● **Written request 1**: In the post on viscera in storytelling, list every historical event, religious or national group, and country that is named. Give each one once, in order of first appearance.

● **Source document**:
Friday, May 28, 2010

Viscera in Storytelling

I'd like to defend the extreme. The suff which makes us squirm and ooze. I'm not just talking about gore here, either. I'm talking extreme: crossing lines to which few will venture. And you've felt this way, haven't you, while reading a certain book or watching a certain film; the stuff happening is too horrific to be believed, and yet you're helpless to look away.

I have to admit I enjoy fiction and film which explores the outer reaches of human behavior. There is something fascinating about human depravity--I'm think this fascination is, in part, our effort to understand this behavior. At the risk of offending those with strong religious beliefs, I'll say this: some of the worst behavior in the history of man has come from ... religious groups.  Oh, you haven't heard about the Spanish Inquisition? Or maybe you have. My point, though, is that many high officials in the Roman Catholic church continue to pretend as though these events never occurred. And this group, meaning the Roman Catholic church, continues to be outraged that some Germans deny the Holocaust. Not that either group is correct. No, hypocrisy is hypocrisy.

There are several reasons why extreme content is more prevalent now. One is that the rules now allow it (let's face it, folks, we live in a society of sensationalism and voyeurism, thus the popularity of the reality show). Another reason is that it reflects who were are; the adage that truth is stranger that fiction could be no closer to the truth.

In my work in progress (completed, going through its resurrection after it was murdered by me, though in merciful fasion), the antagonist uses the Spanish Inquisition as justification for his own atrocities. He, like the Roman Catholics who committed the atrocities, thinks he is  justified in doing what he is doing. He is punishing Christians for ancient atrocities; that he himself is not a Christian is irrelevant. This antagonist, like any tyrannical dictators, celebrates his own religion, suffers from his own delusions. That communist Russia disavowed religion was a religion all of its own; that it wasn't practiced in a church didn't make it less so.

(Coordinate annotation records)
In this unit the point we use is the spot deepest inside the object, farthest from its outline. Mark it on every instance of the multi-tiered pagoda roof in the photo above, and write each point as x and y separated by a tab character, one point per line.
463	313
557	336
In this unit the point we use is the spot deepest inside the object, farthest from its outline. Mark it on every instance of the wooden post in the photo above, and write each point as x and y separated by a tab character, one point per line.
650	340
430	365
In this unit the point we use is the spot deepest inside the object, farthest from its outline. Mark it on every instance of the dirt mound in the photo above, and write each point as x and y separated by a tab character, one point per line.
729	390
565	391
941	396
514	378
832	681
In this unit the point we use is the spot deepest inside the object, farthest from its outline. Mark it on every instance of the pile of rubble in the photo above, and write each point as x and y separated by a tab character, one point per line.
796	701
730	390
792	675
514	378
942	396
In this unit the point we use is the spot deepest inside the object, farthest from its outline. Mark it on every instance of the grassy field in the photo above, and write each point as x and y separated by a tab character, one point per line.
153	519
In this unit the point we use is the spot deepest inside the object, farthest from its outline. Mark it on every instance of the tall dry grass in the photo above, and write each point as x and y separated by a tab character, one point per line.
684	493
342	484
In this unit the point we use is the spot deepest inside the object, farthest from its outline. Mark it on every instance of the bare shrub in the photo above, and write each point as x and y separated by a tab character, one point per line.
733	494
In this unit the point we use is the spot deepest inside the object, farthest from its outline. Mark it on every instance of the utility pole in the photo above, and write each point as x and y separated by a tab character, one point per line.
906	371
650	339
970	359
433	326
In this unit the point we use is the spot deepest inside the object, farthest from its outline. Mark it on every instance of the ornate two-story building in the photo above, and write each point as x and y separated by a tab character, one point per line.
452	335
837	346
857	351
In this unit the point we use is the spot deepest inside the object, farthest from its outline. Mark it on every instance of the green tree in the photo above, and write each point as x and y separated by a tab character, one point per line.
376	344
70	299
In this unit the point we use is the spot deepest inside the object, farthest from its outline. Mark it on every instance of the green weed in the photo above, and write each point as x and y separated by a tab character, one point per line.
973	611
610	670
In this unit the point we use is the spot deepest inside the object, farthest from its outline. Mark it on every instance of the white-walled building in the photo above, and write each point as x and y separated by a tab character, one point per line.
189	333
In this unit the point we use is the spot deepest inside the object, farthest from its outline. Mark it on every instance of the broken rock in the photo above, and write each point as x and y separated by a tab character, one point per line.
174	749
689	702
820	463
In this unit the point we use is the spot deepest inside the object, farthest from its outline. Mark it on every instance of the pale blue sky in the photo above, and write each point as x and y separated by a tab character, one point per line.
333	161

● **Written request 2**: Extract the lines of the records from the line containing "the green weed" through the end of the records, inclusive, and reproduce them unchanged.

● **Expected answer 1**:
Spanish Inquisition
Roman Catholic church
Germans
Holocaust
Roman Catholics
Christians
Russia

● **Expected answer 2**:
In this unit the point we use is the spot deepest inside the object, farthest from its outline. Mark it on every instance of the green weed in the photo above, and write each point as x and y separated by a tab character, one point per line.
973	611
610	670
In this unit the point we use is the spot deepest inside the object, farthest from its outline. Mark it on every instance of the white-walled building in the photo above, and write each point as x and y separated by a tab character, one point per line.
189	333
In this unit the point we use is the spot deepest inside the object, farthest from its outline. Mark it on every instance of the broken rock in the photo above, and write each point as x and y separated by a tab character, one point per line.
174	749
689	702
820	463
In this unit the point we use is the spot deepest inside the object, farthest from its outline. Mark it on every instance of the pale blue sky in the photo above, and write each point as x and y separated by a tab character, one point per line.
333	161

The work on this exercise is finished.